→ **EXERCISE INSTRUCTIONS**:
Could you reproduce each of the items below line for line, without changing a single character?

→ **THE INPUT**:
● ● ●

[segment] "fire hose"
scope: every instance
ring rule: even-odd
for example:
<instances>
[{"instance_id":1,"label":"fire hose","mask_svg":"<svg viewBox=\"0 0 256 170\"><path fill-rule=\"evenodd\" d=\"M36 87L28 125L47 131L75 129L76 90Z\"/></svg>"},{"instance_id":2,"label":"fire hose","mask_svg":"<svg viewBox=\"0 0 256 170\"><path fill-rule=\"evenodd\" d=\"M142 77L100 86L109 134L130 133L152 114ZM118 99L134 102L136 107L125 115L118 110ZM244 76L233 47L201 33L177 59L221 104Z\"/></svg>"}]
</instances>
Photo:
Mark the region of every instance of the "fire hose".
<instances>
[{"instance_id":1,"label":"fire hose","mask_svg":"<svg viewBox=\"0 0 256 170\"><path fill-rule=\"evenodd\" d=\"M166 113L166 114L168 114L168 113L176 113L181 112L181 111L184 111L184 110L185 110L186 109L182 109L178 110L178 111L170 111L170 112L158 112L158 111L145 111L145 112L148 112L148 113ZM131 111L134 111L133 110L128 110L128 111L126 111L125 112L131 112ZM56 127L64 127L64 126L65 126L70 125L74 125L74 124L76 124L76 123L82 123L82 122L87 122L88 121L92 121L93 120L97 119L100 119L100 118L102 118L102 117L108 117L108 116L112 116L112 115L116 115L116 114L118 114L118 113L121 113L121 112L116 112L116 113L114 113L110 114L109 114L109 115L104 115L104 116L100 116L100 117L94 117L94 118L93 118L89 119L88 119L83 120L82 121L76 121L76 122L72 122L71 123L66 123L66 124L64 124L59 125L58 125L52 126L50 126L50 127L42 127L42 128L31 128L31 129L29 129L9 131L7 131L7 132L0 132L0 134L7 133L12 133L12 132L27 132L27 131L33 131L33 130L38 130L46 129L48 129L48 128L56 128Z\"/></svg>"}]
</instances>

● ● ●

→ **RESULT FOR THIS EXERCISE**:
[segment] "fire hose"
scope: every instance
ring rule: even-odd
for example:
<instances>
[{"instance_id":1,"label":"fire hose","mask_svg":"<svg viewBox=\"0 0 256 170\"><path fill-rule=\"evenodd\" d=\"M36 87L28 125L47 131L75 129L76 90Z\"/></svg>"},{"instance_id":2,"label":"fire hose","mask_svg":"<svg viewBox=\"0 0 256 170\"><path fill-rule=\"evenodd\" d=\"M142 77L100 86L109 134L130 133L152 114ZM118 99L134 102L136 107L125 115L118 110ZM244 76L233 47L201 33L177 59L221 104Z\"/></svg>"}]
</instances>
Photo:
Mark the region of every instance of the "fire hose".
<instances>
[{"instance_id":1,"label":"fire hose","mask_svg":"<svg viewBox=\"0 0 256 170\"><path fill-rule=\"evenodd\" d=\"M166 113L166 114L168 114L168 113L176 113L181 112L181 111L184 111L184 110L185 110L186 109L182 109L178 110L178 111L170 111L170 112L158 112L158 111L145 111L145 112L148 112L148 113ZM131 111L134 111L133 110L128 110L128 111L126 111L125 112L131 112ZM56 127L64 127L64 126L65 126L70 125L74 125L74 124L76 124L76 123L82 123L82 122L87 122L88 121L92 121L93 120L97 119L100 119L100 118L102 118L102 117L108 117L108 116L112 116L112 115L116 115L116 114L118 114L118 113L121 113L121 112L116 112L116 113L114 113L110 114L109 114L109 115L104 115L104 116L100 116L100 117L94 117L94 118L93 118L89 119L88 119L83 120L82 121L76 121L76 122L72 122L71 123L66 123L66 124L64 124L59 125L58 125L52 126L50 126L50 127L42 127L42 128L31 128L31 129L29 129L9 131L7 131L7 132L0 132L0 134L7 133L12 133L12 132L27 132L27 131L33 131L33 130L38 130L46 129L48 129L48 128L56 128Z\"/></svg>"}]
</instances>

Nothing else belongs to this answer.